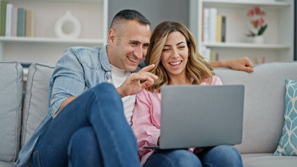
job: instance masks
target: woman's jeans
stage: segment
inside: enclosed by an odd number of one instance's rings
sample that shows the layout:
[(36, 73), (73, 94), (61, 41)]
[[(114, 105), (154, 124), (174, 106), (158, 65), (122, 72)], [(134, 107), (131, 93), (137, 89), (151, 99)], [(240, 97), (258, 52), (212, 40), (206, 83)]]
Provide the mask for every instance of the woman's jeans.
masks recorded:
[(140, 166), (121, 99), (108, 83), (63, 109), (39, 137), (33, 156), (34, 167)]
[(158, 150), (144, 164), (144, 167), (160, 166), (243, 166), (239, 152), (229, 145), (219, 145), (204, 150), (195, 154), (186, 150)]

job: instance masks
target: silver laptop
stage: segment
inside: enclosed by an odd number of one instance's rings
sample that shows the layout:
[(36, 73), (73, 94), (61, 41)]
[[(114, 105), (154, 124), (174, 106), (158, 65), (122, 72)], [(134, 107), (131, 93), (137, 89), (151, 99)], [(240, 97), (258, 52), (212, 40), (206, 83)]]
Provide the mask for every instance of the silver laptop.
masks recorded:
[(160, 149), (242, 142), (244, 86), (165, 86)]

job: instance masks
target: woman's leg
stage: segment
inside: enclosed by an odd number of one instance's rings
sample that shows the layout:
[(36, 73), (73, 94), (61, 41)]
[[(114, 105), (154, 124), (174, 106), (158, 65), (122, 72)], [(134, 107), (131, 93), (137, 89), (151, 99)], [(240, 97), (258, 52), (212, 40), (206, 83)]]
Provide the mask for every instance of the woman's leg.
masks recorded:
[(186, 150), (158, 150), (144, 164), (144, 167), (201, 167), (199, 158)]
[(121, 97), (108, 83), (86, 91), (52, 120), (38, 139), (33, 164), (38, 159), (43, 167), (66, 166), (70, 137), (84, 127), (94, 130), (105, 166), (140, 166), (136, 140), (123, 114)]
[(73, 135), (69, 143), (68, 167), (104, 166), (100, 154), (93, 128), (81, 128)]
[(206, 149), (197, 154), (203, 166), (243, 166), (241, 154), (230, 145), (218, 145)]

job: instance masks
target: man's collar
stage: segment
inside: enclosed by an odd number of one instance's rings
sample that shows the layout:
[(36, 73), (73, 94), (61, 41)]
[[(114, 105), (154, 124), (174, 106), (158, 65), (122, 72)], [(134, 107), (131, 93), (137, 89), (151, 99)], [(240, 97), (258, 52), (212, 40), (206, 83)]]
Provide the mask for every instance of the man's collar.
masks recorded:
[(100, 49), (99, 53), (99, 59), (101, 63), (102, 67), (105, 71), (111, 71), (112, 68), (109, 64), (109, 59), (108, 59), (107, 56), (107, 49), (108, 45), (103, 46), (101, 49)]

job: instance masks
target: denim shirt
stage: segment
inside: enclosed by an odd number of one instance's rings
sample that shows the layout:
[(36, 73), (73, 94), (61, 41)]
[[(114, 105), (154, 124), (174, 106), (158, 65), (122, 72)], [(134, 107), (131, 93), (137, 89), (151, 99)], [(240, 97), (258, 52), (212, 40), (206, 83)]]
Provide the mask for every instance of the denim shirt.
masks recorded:
[[(79, 96), (98, 84), (107, 81), (112, 69), (104, 47), (77, 47), (67, 49), (58, 61), (50, 82), (48, 114), (22, 148), (15, 166), (31, 166), (37, 140), (53, 119), (62, 102), (70, 96)], [(145, 66), (144, 62), (139, 66)], [(139, 71), (140, 67), (135, 72)]]

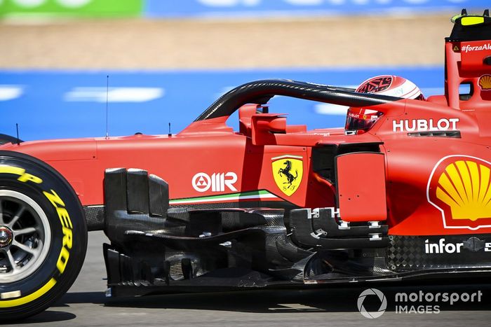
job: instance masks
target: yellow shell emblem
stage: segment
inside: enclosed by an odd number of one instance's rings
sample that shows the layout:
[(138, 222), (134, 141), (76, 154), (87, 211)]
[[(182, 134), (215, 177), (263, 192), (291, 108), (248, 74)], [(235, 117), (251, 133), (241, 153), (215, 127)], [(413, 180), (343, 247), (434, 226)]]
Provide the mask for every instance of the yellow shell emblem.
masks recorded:
[(452, 219), (491, 217), (489, 167), (472, 160), (448, 165), (440, 175), (436, 197), (450, 207)]
[(302, 182), (303, 158), (300, 155), (281, 155), (271, 158), (273, 177), (278, 188), (287, 196), (295, 193)]
[(483, 75), (478, 83), (482, 90), (491, 90), (491, 75)]

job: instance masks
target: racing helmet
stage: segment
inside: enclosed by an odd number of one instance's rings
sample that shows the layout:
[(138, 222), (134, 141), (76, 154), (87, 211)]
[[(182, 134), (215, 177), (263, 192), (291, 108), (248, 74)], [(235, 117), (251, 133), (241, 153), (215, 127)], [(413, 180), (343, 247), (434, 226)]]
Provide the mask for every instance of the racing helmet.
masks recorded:
[[(355, 92), (424, 100), (419, 88), (409, 80), (394, 75), (372, 77), (360, 84)], [(363, 134), (370, 130), (383, 114), (376, 110), (350, 107), (346, 118), (347, 134)]]

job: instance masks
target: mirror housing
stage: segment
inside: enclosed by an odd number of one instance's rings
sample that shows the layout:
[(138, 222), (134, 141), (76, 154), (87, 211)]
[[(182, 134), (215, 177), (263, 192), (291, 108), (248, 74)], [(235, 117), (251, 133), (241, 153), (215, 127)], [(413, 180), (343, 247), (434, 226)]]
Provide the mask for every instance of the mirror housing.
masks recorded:
[(283, 113), (257, 113), (251, 117), (253, 144), (276, 144), (275, 134), (286, 134)]

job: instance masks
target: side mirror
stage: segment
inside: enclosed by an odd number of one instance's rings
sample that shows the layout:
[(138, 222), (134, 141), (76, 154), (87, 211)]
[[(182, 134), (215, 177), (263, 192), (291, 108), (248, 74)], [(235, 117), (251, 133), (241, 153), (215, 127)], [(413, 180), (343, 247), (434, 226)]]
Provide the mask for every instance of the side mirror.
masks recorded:
[(257, 113), (251, 117), (253, 144), (276, 144), (275, 134), (286, 134), (286, 117), (283, 113)]

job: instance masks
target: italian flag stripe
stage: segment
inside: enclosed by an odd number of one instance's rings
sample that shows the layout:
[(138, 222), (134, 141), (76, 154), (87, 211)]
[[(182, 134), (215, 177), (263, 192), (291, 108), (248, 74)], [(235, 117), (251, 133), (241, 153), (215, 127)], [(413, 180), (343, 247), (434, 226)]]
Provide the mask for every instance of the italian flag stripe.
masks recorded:
[(185, 199), (175, 199), (169, 201), (170, 204), (182, 204), (187, 203), (203, 203), (213, 202), (215, 201), (234, 201), (241, 200), (254, 199), (278, 199), (274, 194), (271, 194), (267, 190), (255, 190), (252, 192), (244, 192), (240, 193), (223, 194), (220, 195), (211, 195), (208, 197), (187, 197)]

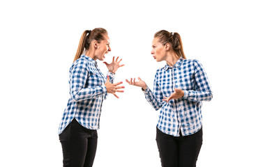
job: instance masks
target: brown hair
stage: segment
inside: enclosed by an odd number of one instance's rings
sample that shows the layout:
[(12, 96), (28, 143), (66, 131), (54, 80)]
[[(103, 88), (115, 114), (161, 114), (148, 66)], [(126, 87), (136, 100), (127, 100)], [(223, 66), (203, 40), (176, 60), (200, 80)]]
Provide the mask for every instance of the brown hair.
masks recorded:
[(82, 34), (80, 41), (79, 42), (77, 51), (74, 58), (74, 62), (80, 58), (80, 56), (84, 51), (84, 48), (86, 51), (89, 50), (91, 41), (95, 40), (98, 42), (100, 42), (101, 40), (105, 40), (104, 35), (107, 35), (107, 31), (103, 28), (96, 28), (91, 31), (84, 31)]
[(170, 33), (166, 30), (160, 30), (155, 33), (154, 38), (156, 37), (159, 38), (159, 42), (163, 45), (170, 43), (179, 57), (186, 59), (182, 46), (181, 38), (178, 33)]

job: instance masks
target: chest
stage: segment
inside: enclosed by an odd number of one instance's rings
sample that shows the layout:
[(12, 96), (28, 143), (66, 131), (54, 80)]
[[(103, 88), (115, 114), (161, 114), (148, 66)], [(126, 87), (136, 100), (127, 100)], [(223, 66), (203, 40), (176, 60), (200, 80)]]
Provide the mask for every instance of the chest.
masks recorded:
[(89, 68), (87, 80), (85, 87), (104, 85), (106, 79), (100, 69), (96, 66)]
[(157, 84), (164, 95), (170, 95), (175, 88), (183, 90), (195, 88), (195, 71), (193, 69), (172, 68), (158, 74)]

+ + + +

• **DIRECTIONS FOR THIS TASK**
Display every line of the items above that contains the word "stripe".

• **FINAL ANSWER**
target: italian flag stripe
Provide the mask for every instance of the italian flag stripe.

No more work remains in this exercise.